● EXTRACT TO READ:
*-*-*

Noorda was the managerial force behind the creation of a file sharing operating system that was eventually called the Network Operating System and then NetWare at a company called Novell Beta Systems, which was founded in 1981. Noorda usually gets credit for being the founder of Novell, but he didn't come along until two years later. But Noorda did get Novell focused on creating and selling NetWare, which is arguably the spark that ignited the server side of the client/server revolution.
Noorda had a big stake in Novell, and got wealthy from it as Novell grew. When Microsoft started coming on strong in the 1990s in the server space, first with Windows for Workgroups peer-to-peer networking and then with Windows NT for server-based networking, Noorda bought up various software companies to try to take on Microsoft on the desktop and on the server. He bought Unix from AT&T, Borland for software development and databases, and WordPerfect for office automation suites. The take-on-Microsoft strategy failed, and Noorda was ousted from the company in 1994.
After he left Novell, Noorda put most of his money into a venture capitalist firm called Canopy Group, which owned, among many things, Unix distributor and former Linux distributor SCO Group. This is, of course, the SCO incarnation that bears little resemblance (in terms of management and ownership) to the original Santa Cruz Operation. It is also the SCO incarnation that is suing IBM for breach of its Unix contracts and for leaking Unix licensed material into Linux.

*-*-*

● AVAILABLE DATA:
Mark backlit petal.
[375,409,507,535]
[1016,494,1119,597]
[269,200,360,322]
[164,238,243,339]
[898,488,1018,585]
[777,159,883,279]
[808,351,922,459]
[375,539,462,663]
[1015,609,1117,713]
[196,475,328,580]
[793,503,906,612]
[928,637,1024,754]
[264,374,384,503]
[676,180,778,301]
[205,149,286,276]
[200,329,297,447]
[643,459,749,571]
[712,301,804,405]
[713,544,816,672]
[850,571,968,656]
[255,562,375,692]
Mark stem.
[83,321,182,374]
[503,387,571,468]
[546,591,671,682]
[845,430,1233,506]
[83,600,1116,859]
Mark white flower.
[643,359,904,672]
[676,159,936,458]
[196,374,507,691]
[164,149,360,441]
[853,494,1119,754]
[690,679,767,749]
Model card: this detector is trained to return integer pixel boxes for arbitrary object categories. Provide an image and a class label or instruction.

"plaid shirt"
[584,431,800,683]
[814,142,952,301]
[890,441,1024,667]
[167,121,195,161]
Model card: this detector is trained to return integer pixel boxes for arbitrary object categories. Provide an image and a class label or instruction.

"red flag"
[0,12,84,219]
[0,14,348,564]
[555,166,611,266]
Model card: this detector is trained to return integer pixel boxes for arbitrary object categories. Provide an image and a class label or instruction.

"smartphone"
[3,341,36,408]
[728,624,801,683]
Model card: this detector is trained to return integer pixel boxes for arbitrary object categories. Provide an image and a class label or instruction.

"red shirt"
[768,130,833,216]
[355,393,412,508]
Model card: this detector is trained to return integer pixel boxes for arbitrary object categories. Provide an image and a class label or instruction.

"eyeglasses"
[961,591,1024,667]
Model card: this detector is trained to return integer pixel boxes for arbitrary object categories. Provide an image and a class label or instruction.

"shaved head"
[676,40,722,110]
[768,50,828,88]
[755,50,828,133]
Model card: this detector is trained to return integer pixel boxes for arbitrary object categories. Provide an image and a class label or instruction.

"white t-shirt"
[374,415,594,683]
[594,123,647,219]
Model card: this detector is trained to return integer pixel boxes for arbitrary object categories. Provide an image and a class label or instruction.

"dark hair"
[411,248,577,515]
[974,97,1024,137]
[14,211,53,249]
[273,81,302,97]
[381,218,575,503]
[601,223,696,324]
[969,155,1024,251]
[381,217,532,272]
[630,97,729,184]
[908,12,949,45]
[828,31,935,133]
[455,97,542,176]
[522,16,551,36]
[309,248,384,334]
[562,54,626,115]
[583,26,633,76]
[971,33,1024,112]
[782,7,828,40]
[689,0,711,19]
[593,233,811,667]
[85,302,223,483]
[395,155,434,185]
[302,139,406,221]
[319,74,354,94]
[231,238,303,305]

*-*-*

● TASK INSTRUCTIONS:
1. Do these statements agree with the passage about Noorda? Answer yes or no for each, quoting the words of the passage that decide it.
(a) Novell Beta Systems was founded in 1981.
(b) Noorda was at Novell from its start.
(c) Noorda bought Unix from IBM.
2. Can you set down everything in the passage about Noorda from "Noorda was the" down to "the client/server revolution."?

● OUTPUTS FOR THE TASKS:
1.
(a) Yes: "a company called Novell Beta Systems, which was founded in 1981."
(b) No: "he didn't come along until two years later."
(c) No: "He bought Unix from AT&T"

2.
Noorda was the managerial force behind the creation of a file sharing operating system that was eventually called the Network Operating System and then NetWare at a company called Novell Beta Systems, which was founded in 1981. Noorda usually gets credit for being the founder of Novell, but he didn't come along until two years later. But Noorda did get Novell focused on creating and selling NetWare, which is arguably the spark that ignited the server side of the client/server revolution.